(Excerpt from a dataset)
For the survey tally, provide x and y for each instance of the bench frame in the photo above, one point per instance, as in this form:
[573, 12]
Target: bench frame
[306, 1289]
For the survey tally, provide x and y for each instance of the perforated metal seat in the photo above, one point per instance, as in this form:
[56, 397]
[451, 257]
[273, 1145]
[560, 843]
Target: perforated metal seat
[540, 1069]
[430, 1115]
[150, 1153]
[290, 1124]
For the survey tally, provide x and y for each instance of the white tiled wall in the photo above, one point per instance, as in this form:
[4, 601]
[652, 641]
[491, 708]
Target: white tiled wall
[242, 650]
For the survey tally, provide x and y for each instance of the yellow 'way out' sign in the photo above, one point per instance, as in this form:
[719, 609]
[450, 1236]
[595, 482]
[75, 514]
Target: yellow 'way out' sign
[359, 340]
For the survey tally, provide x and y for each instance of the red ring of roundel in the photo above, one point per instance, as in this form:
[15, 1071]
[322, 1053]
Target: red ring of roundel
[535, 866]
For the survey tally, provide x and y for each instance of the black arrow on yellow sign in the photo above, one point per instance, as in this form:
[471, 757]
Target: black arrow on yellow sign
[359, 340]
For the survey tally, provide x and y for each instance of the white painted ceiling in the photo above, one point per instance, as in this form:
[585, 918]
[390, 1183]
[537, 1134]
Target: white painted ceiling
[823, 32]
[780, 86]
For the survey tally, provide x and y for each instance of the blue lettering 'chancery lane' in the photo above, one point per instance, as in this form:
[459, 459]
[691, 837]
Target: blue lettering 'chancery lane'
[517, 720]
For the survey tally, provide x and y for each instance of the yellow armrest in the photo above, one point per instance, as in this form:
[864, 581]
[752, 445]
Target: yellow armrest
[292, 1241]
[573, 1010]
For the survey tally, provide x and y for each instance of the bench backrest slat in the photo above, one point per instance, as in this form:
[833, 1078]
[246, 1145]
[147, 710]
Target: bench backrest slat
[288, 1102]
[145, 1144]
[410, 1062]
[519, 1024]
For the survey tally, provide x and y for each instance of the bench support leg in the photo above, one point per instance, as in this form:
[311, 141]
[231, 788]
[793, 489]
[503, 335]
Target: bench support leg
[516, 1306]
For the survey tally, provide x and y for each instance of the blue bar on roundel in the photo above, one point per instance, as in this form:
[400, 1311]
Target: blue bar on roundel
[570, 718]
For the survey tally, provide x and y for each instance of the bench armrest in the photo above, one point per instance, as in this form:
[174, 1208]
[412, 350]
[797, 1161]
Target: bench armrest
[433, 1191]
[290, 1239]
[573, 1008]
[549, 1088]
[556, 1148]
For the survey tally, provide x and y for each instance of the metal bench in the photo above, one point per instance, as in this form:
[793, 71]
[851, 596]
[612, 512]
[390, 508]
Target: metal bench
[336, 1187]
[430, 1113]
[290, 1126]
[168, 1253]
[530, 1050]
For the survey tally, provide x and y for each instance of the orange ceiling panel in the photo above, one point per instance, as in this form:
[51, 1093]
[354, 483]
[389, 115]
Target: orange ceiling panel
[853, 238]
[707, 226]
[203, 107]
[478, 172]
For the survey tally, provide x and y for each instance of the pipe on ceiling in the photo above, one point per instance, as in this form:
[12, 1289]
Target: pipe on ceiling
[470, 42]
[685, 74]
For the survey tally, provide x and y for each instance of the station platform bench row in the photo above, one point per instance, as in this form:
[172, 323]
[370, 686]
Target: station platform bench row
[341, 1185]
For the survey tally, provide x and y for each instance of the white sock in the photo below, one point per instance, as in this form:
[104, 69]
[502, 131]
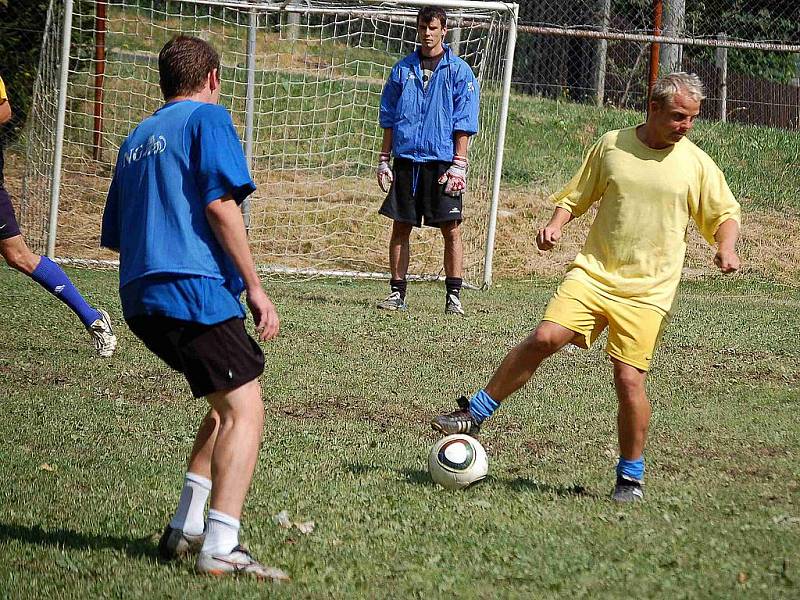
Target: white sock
[192, 505]
[222, 533]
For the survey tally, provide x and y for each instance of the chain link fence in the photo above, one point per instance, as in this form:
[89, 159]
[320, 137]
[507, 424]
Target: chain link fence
[746, 51]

:: Requirement ::
Rewrite all of the records above, changing "survey tally" to "station audit" and leaving everything else as it is. Omit the pictures from your version.

:: Final answer ::
For the station audit, provide x and y for each instance of the bench frame in the photo above, one point per instance, as in this form:
[573, 12]
Target: bench frame
[306, 1289]
For the station audit, provide x and y for each instance of the perforated metal seat in the photo above, one point per instance, as in this form:
[56, 397]
[451, 257]
[273, 1145]
[560, 843]
Target: perforated metal seat
[540, 1069]
[430, 1115]
[150, 1153]
[290, 1124]
For the station audit, provide x and y for each instance of the white tiled wall in the photo above, one point per instance, as in this form:
[4, 601]
[652, 641]
[491, 708]
Target: white tiled wall
[242, 650]
For the station audit, provide x and y for each instance of the yellow 'way out' sign in the photo above, one point per instance, as in this form:
[719, 609]
[450, 1236]
[595, 482]
[75, 514]
Target: yellow 'way out' sign
[359, 340]
For the station audit, provide x and y for each instance of the red ring of roundel in the photo above, one point per instance, as in this form:
[15, 1071]
[322, 1053]
Target: red ring of roundel
[535, 866]
For the station audit, provide x and y for each instance of the black arrow on yellow sign in the photo above, one point per instance, as in this form:
[471, 757]
Target: black arrow on yellow sign
[359, 340]
For the station audit, provide x and y for each instance of the white painted ceiling in the photo above, one point per instance, as in this form:
[585, 918]
[390, 1183]
[537, 1134]
Target: white painted ceiling
[823, 32]
[780, 86]
For the station audit, provide x and y for each instance of the blue lettering 'chancery lane' in the photo above, one point per instance, as in this form:
[459, 459]
[691, 837]
Target: blue lettering 'chancery lane'
[517, 720]
For the station audit, provide x and y for each instance of the yellow armrest in the photo above, one point per instance, as in this form:
[864, 581]
[752, 445]
Target: yellow armrest
[292, 1241]
[573, 1010]
For the station audit, provide x and y for each instance of the bench backrest slat in the photo above, one point per instance, as in this form:
[833, 1078]
[246, 1145]
[147, 710]
Target: bench backrest slat
[288, 1102]
[145, 1144]
[410, 1062]
[519, 1024]
For the station audit, provide x and y for each instance of the bench support leg in the photo above, one point per instance, as in this form:
[311, 141]
[231, 788]
[793, 489]
[503, 335]
Target: bench support leg
[516, 1306]
For the station audit, provide x and y for each instance of the blue bar on roundel in the photo above, one point per instance, as in this form:
[400, 1311]
Target: blue bar on roundel
[570, 718]
For the station audit, provide x and y for each instance of the bench armrest in the photo above, one point per instance, as in this form:
[174, 1208]
[412, 350]
[797, 1161]
Target: bench armrest
[433, 1191]
[290, 1239]
[573, 1008]
[549, 1088]
[556, 1148]
For the station audit, provide x and y for each instance of the metal bench in the photo above, one point per instance, as in this form:
[793, 71]
[851, 596]
[612, 512]
[390, 508]
Target: metal bench
[336, 1187]
[430, 1113]
[290, 1126]
[168, 1253]
[530, 1050]
For the station audit, provide x and y for each instance of the orange ceiling panel in the photo above, one point per instance, as in this form:
[51, 1093]
[354, 483]
[389, 115]
Target: orange ceiling panel
[853, 238]
[707, 226]
[203, 107]
[478, 172]
For the station audit, provide x and y for each instance of the pipe on ceiling in the photo above, one point per instance, as in this form:
[12, 1289]
Target: pipe on ceiling
[470, 42]
[685, 74]
For the station audit, provide x and y for each instance of the station platform bench row in the photo above, one point per instance, as in this form:
[172, 323]
[370, 686]
Target: station platform bench row
[341, 1185]
For the station audit, provide x and y for each instance of the white sock in the photo below, one point per instance, as in this form:
[104, 69]
[502, 131]
Target: white sock
[192, 505]
[222, 533]
For the station audit, provide x and y for each instance of the chain link fence in the photo above, one point per instance, as in this form:
[89, 159]
[320, 137]
[507, 424]
Target: chain link fence
[746, 51]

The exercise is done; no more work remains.